- [WRITTEN EXERCISE]: Quote word for word the lines of the records below, starting with the line that contains "on the fluted" and continuing through the end of the records.

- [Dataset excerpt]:
::::::
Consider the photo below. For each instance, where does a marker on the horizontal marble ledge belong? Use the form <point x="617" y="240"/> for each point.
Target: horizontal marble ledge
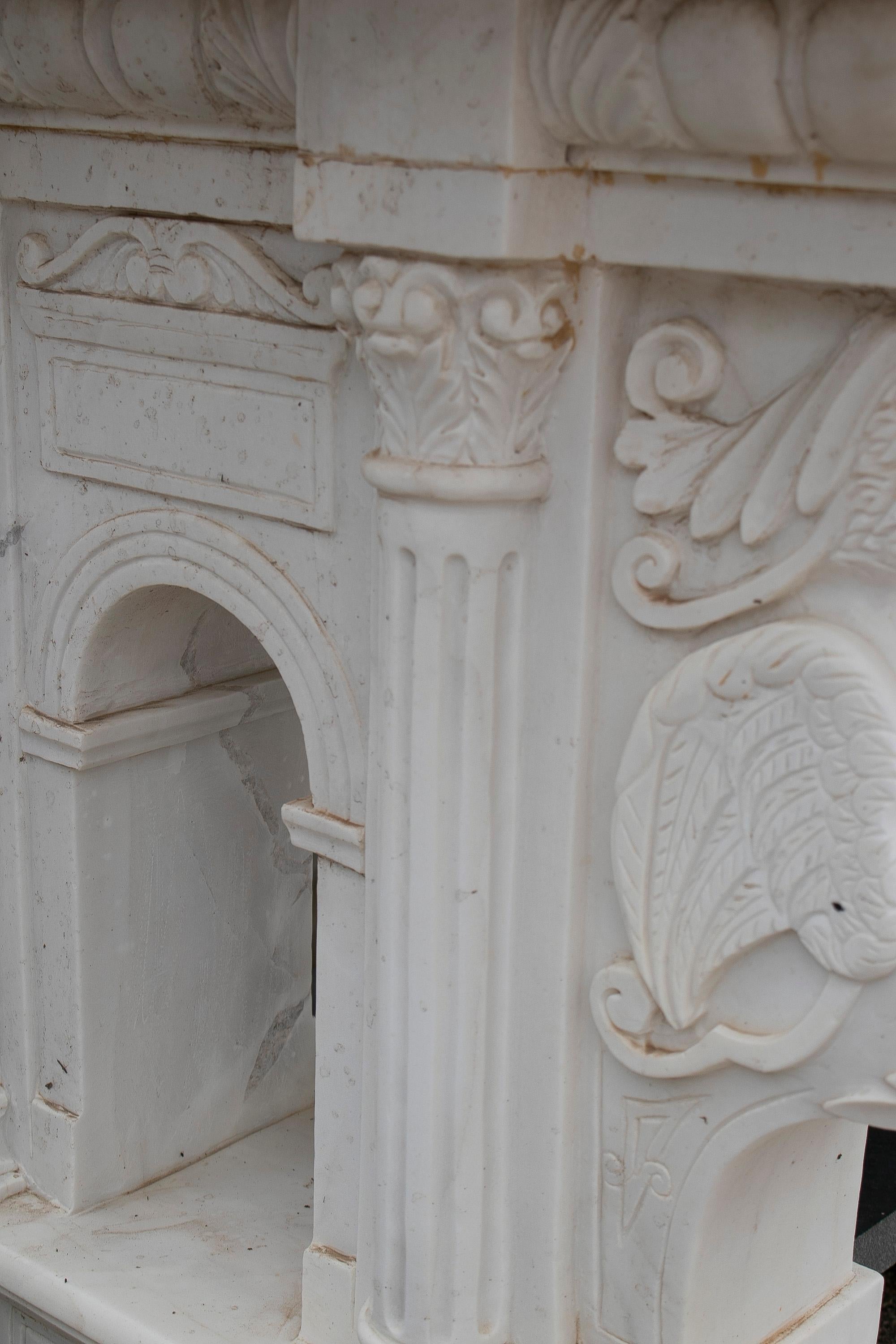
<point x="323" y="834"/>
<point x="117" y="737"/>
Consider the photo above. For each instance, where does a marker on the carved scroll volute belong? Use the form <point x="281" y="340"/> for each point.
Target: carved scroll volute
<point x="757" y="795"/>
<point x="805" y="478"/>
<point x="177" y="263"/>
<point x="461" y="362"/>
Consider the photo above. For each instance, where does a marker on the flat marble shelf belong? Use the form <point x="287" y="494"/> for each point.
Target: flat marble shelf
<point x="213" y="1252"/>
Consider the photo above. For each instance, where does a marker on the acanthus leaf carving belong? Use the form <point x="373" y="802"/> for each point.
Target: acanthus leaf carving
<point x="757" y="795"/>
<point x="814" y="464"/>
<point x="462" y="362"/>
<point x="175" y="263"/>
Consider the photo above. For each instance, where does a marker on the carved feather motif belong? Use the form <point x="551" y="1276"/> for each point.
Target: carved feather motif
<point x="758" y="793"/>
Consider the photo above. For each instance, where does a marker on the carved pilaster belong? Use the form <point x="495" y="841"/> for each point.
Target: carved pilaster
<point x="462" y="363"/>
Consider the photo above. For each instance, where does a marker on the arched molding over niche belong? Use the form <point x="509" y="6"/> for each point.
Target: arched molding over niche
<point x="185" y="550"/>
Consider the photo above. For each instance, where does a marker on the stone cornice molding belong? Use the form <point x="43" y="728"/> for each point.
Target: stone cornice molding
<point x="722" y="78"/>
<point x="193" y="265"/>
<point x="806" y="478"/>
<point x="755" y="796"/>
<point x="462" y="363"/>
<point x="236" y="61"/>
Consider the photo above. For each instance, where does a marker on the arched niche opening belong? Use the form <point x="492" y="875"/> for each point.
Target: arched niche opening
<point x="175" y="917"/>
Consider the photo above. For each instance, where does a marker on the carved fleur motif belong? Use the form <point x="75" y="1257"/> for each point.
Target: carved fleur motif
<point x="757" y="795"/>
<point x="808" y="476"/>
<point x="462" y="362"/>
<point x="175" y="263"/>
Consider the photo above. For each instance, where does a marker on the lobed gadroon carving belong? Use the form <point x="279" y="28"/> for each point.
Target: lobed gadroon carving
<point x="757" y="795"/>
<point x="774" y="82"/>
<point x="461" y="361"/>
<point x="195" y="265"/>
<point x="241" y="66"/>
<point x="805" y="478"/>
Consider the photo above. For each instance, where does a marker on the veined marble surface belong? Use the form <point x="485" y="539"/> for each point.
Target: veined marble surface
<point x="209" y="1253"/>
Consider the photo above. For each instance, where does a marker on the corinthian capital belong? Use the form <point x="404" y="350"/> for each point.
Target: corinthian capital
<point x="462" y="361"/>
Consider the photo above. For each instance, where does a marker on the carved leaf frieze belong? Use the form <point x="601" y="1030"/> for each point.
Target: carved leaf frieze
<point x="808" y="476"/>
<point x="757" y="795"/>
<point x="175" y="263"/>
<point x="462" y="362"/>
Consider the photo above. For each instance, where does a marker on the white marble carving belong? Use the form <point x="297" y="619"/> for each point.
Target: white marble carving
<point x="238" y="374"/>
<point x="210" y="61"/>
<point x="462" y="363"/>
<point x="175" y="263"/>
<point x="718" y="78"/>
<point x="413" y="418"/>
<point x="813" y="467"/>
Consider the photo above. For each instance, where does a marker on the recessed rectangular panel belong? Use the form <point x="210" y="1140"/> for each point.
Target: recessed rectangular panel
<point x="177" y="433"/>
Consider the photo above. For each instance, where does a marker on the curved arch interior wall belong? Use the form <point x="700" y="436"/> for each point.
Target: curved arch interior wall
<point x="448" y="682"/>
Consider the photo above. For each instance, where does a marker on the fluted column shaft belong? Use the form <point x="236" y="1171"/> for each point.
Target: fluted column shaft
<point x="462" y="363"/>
::::::
- [RIGHT ANSWER]:
Consider the photo above. For each instance, where does a marker on the fluted column shaft belong? Use the form <point x="236" y="1171"/> for each point.
Target: fluted column shaft
<point x="462" y="363"/>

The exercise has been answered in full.